#### REQUIREMENT:
In the material below, find the line containing "pin the white postcard" and the line containing "pin the tree, one dot per instance", then reproduce exactly both of them and every line between, and nothing else.

#### GIVEN ENTRIES:
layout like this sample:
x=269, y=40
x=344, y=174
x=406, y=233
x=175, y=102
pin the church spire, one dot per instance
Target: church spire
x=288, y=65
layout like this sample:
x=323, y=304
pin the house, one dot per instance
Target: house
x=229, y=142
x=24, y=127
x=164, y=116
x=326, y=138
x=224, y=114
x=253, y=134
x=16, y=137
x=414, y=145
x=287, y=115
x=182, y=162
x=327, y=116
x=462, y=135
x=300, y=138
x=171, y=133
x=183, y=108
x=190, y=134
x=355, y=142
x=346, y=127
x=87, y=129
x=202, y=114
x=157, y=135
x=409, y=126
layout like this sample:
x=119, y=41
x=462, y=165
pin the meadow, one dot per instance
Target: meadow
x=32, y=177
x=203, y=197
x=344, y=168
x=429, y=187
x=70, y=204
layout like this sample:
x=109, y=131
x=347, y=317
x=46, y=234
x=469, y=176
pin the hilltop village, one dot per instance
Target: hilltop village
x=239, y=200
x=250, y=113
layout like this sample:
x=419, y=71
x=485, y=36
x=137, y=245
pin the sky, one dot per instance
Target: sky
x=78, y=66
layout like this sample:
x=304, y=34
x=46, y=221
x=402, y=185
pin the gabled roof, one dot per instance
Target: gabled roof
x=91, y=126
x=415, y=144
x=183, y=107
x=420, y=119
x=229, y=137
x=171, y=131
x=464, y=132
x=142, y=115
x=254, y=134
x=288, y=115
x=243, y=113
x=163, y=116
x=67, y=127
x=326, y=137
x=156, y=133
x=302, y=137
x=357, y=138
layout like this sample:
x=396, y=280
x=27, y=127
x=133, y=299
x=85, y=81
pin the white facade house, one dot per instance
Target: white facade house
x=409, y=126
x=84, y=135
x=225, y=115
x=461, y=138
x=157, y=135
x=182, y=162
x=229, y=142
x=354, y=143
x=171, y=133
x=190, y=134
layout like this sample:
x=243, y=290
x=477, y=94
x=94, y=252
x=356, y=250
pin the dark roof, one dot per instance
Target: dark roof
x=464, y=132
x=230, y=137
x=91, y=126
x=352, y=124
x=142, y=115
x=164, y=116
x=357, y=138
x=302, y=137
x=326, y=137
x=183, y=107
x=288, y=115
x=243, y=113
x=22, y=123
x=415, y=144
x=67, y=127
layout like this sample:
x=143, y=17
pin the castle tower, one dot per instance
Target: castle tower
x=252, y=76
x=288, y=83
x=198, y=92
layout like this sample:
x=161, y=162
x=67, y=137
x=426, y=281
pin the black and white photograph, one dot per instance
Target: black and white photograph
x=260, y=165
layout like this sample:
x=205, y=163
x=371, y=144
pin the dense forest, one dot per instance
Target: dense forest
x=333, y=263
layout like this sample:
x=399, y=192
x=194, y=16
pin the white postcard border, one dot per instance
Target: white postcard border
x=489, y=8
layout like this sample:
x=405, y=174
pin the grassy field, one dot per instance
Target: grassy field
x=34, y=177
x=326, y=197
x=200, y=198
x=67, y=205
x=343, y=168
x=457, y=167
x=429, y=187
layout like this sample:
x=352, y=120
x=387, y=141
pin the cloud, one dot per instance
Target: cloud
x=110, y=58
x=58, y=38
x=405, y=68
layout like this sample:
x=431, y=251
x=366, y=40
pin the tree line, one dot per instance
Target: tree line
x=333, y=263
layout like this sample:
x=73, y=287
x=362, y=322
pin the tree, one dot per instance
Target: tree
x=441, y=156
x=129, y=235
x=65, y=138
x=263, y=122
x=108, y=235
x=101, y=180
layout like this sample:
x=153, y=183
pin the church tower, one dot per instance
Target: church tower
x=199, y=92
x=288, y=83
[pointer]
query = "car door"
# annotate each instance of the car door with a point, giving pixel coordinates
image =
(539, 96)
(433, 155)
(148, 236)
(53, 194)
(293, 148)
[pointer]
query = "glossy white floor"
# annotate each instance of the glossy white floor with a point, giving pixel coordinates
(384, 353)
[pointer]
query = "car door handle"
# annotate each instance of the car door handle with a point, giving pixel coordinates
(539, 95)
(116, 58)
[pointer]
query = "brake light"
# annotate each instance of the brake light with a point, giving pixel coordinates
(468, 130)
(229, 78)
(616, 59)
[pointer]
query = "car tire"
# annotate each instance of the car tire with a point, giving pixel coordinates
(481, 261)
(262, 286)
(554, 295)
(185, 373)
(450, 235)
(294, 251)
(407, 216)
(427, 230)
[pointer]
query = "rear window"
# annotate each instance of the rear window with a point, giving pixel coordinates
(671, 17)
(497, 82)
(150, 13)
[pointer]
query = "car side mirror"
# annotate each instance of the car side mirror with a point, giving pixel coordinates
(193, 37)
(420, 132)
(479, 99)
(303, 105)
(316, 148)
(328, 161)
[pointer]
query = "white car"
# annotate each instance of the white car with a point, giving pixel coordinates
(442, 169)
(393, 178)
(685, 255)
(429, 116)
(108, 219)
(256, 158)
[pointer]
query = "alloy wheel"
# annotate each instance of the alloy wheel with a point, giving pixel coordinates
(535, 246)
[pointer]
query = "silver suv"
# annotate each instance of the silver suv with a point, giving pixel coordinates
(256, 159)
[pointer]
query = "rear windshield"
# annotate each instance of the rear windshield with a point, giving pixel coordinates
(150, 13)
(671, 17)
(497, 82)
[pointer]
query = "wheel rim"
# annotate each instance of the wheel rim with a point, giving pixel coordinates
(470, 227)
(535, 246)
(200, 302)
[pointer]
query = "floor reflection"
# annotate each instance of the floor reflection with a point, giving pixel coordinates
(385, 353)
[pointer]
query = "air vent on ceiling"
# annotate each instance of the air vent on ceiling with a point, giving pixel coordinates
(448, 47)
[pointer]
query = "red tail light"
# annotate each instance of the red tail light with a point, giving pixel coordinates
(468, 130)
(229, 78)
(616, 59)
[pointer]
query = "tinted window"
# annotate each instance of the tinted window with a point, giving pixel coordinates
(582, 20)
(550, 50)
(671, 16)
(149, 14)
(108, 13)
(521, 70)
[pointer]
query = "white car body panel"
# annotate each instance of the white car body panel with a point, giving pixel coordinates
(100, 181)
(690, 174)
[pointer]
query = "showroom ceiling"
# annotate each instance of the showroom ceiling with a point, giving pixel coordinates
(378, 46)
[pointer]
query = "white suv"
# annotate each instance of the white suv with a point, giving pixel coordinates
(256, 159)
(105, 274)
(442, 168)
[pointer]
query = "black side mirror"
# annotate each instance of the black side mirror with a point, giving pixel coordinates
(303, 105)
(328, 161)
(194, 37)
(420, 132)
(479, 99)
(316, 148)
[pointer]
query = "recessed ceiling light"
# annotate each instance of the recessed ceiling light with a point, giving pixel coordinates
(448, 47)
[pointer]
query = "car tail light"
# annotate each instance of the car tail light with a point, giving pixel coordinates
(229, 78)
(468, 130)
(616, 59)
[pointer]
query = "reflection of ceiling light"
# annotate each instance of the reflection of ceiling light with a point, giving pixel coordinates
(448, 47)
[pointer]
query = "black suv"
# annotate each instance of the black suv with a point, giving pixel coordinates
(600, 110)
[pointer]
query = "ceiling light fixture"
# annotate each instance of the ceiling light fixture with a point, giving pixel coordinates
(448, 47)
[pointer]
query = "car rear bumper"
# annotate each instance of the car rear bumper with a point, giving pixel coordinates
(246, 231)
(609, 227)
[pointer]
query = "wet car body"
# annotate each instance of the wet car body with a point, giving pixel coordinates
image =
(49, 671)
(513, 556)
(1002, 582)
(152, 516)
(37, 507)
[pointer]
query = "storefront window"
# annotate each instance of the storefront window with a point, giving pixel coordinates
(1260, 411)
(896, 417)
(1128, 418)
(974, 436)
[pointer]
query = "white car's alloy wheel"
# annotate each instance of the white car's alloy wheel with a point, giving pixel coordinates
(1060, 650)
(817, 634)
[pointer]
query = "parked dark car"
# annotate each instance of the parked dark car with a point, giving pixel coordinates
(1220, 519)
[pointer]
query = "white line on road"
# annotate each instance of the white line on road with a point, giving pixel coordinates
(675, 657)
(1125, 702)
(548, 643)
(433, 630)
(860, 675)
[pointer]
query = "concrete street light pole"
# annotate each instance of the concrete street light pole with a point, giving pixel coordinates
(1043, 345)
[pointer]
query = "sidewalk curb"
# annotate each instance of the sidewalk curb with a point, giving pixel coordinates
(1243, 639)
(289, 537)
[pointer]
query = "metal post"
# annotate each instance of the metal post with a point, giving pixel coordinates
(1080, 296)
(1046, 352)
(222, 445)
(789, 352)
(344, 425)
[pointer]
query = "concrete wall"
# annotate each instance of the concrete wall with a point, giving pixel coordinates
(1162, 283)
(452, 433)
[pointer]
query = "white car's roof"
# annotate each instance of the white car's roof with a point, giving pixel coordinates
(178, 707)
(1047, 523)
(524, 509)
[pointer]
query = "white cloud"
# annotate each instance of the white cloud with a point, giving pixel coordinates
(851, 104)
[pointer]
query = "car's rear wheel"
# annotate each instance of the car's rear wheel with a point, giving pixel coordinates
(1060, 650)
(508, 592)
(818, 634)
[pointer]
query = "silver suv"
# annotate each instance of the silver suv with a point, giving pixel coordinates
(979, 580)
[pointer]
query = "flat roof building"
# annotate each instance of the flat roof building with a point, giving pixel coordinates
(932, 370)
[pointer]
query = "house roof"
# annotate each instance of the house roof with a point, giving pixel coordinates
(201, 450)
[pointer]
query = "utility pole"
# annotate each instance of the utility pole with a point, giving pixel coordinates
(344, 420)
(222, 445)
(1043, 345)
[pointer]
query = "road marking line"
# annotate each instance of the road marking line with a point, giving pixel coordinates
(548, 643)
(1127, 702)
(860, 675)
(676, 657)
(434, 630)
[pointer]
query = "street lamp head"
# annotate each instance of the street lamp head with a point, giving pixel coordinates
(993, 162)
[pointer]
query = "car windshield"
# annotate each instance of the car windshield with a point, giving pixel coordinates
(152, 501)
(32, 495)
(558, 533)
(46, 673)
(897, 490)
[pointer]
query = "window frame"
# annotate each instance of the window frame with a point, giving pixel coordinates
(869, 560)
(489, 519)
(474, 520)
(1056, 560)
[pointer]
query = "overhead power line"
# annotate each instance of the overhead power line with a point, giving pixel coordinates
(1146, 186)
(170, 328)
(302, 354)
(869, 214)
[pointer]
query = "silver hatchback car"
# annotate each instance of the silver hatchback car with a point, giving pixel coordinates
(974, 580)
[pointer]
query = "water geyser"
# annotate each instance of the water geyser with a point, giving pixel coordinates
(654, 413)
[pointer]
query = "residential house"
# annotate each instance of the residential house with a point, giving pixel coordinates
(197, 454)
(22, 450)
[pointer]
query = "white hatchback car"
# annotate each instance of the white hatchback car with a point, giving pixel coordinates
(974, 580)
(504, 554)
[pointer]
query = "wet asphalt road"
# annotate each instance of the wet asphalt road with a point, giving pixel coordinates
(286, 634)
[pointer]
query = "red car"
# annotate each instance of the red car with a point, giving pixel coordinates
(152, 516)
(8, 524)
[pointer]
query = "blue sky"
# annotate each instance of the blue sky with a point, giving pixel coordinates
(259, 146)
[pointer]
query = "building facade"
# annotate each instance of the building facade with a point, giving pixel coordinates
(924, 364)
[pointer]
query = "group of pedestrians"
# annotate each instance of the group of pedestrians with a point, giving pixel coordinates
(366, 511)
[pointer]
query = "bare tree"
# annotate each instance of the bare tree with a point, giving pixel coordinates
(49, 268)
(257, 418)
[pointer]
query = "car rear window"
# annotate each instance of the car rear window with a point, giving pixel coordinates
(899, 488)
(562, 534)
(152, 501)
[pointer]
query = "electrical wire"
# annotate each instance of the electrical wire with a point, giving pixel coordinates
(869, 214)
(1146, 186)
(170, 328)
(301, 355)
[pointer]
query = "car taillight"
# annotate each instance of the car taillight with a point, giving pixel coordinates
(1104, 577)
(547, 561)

#### ANSWER BOX:
pin the white postcard border, one dot per instance
Target: white postcard border
x=489, y=8
layout like this sample:
x=405, y=174
pin the grassy field, one dot per instance
Target: grassy field
x=34, y=177
x=326, y=197
x=200, y=198
x=67, y=205
x=343, y=168
x=457, y=167
x=429, y=187
layout like this sample:
x=352, y=120
x=387, y=141
pin the cloud, one dot per instance
Target: cloud
x=110, y=58
x=58, y=38
x=405, y=68
layout like this sample:
x=431, y=251
x=366, y=40
pin the tree line, one dot per instance
Target: tree line
x=333, y=263
layout like this sample:
x=73, y=287
x=362, y=322
pin the tree, one dot per instance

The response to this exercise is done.